[設定課題 A] 包装箱の考案文書によると、従来の方法では物品を収納した後に上蓋部を構成する蓋部側フラップを何で封緘するかを答えよ。
[設定課題 B]
次の記述(i)〜(iii)がそれぞれ包装箱の考案文書の内容と一致するかを判定し、はいかいいえで答えたうえで、判断の決め手となる本文の語句を一字一句変えずに引用せよ。
(i) 包装箱は一枚のシート材から組み立てられる。
(ii) 差し込み片は第2前フラップと第2後フラップに設けられる。
(iii) スリットは前側壁部と後側壁部の上端より連接されるフラップに開設される。
[設定課題 C] 包装箱の考案文書を、示された最後の文の後から書き延ばせ。

[元文書]
----------------------------------------

説明

包装箱

【課題】 物品を包装箱に収納後、ホッチキスあるいは粘着テープなどを用いず、包装箱の上蓋を封緘することができる安価な包装箱を提供する。
【解決手段】 予め定めた形状に切断された一枚のシート材4を予め定めた折線に沿って折り曲げることにより、上蓋部、側壁部、底部を形成した包装箱2において、対向する右側壁部22、左側壁部62の上端より連接される第1右フラップ24、第1左フラップ64に差し込み片28、68を設け、対向する前側壁部42、後側壁部82の上端より連接される第2前フラップ44、第2後フラップ84にスリットを開設する。差し込み片28、68をスリットに挿入し、更に、その状態から第2前フラップ44及び第2後フラップ84を第1右フラップ24及び第1左フラップ64の上に押し下げて差し込み片28、68をスリット48、88に係合し、包装箱2の上蓋部を封緘する。

【考案の詳細な説明】
【0001】
【考案の属する技術分野】
本考案は、予め定めた形状に切断された一枚のシート材から組み立てられる包装箱に関する。
【0002】
【従来の技術】
従来より、この種の包装箱に物品を収納するときは、一般に、物品を包装箱に収納する前に包装箱の底部を構成する底部側フラップをホッチキスあるいは粘着テープなどで閉じ合わせ、物品を包装箱に収納した後、上蓋部を構成する蓋部側フラップを再びホッチキスあるいは粘着テープなどで封緘する方法が用いられている。

----------------------------------------

[抽出情報]
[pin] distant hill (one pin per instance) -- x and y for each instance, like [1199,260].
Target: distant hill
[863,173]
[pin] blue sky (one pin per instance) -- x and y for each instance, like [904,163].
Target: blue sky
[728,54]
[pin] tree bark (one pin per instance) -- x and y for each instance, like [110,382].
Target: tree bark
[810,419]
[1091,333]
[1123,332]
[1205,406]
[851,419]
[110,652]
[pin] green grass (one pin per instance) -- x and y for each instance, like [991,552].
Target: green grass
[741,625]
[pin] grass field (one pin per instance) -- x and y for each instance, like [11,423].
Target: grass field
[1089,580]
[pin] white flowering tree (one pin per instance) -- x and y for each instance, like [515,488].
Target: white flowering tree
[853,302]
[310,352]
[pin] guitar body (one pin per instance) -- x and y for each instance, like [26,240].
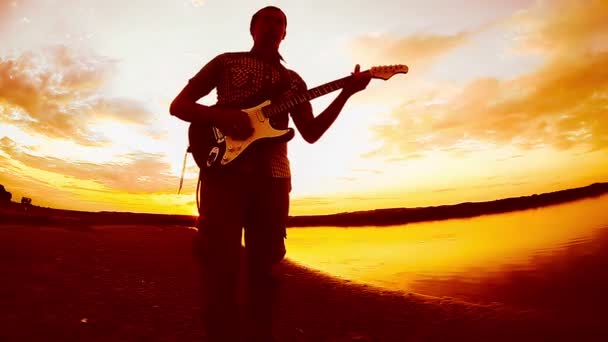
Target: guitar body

----------------------------------------

[最終回答 A] ホッチキスあるいは粘着テープなどで封緘する。

[最終回答 B]
(i) はい。「予め定めた形状に切断された一枚のシート材から組み立てられる包装箱に関する」
(ii) いいえ。「第1右フラップ24、第1左フラップ64に差し込み片28、68を設け」
(iii) はい。「対向する前側壁部42、後側壁部82の上端より連接される第2前フラップ44、第2後フラップ84にスリットを開設する」

[最終回答 C]
【0003】
【考案が解決しようとする課題】
しかし、この方法では、ホッチキス装着用の道具が必要となる上ホッチキスのコスト分だけ包装箱としての製造原価が増加するという問題があった。また、ホッチキスを使用する場合は、ホッチキスの針によって収納する物品の傷付やホッチキスを使用する場所によってはホッチキス装着作業に危険を伴うという問題もあった。特に、収納する物品が農作物の場合、農場にて農作物を従来の包装箱に収納するためには、ホッチキス装着用の道具を農場まで運搬する必要があり、例えば、足場が不安定な畑やあぜ道などでのホッチキス装着作業に危険を伴うことがあった。その上、農作物のホッチキスによる傷付という問題もあった。更に、ホッチキスの針が誤って包装箱のなかに落下するという可能性もあった。
【0004】
ホッチキスの代わりに粘着テープが用いられることがあるが、この場合も粘着テープのコスト分だけ包装箱の製造原価が増加するという問題があった。また、粘着テープの場合はテーピング作業に時間に要する時間だけ作業効率が低下するという問題もあった。
【0005】
従って、本考案の目的は、物品を包装箱に収納後、ホッチキスあるいは粘着テープなどを用いず、包装箱の上蓋部を封緘することができる安価な包装箱を提供することにある。
【0006】
【課題を解決するための手段及び考案の効果】
上記目的を達成するために、本考案による包装箱は、予め定めた形状に切断された一枚のシート材からなる箱体の前後左右の側壁部と、前記側壁部の上端より連接され前記側壁部の上端で前記側壁部の内側へ折り曲げられ前記箱体の上蓋部を構成するフラップとを備え、前記フラップが対向する一組の前記側壁部の上端より連接される第1フラップと、対向する他の一組の前記側壁部の上端より連接される第2フラップとからなる包装箱において、前記第1フラップには差し込み片が設けられ、前記第2フラップには上蓋部をなすよう前記第2フラップを折り畳む際に前記差し込み片と係合可能なスリットが設けられ、前記差し込み片を前記スリットに挿入し、更に、その状態から前記第2フラップを前記第1フラップの上に押し下げることにより、前記差し込み片が前記スリットに係合され前記上蓋部が封緘されることを特徴とする。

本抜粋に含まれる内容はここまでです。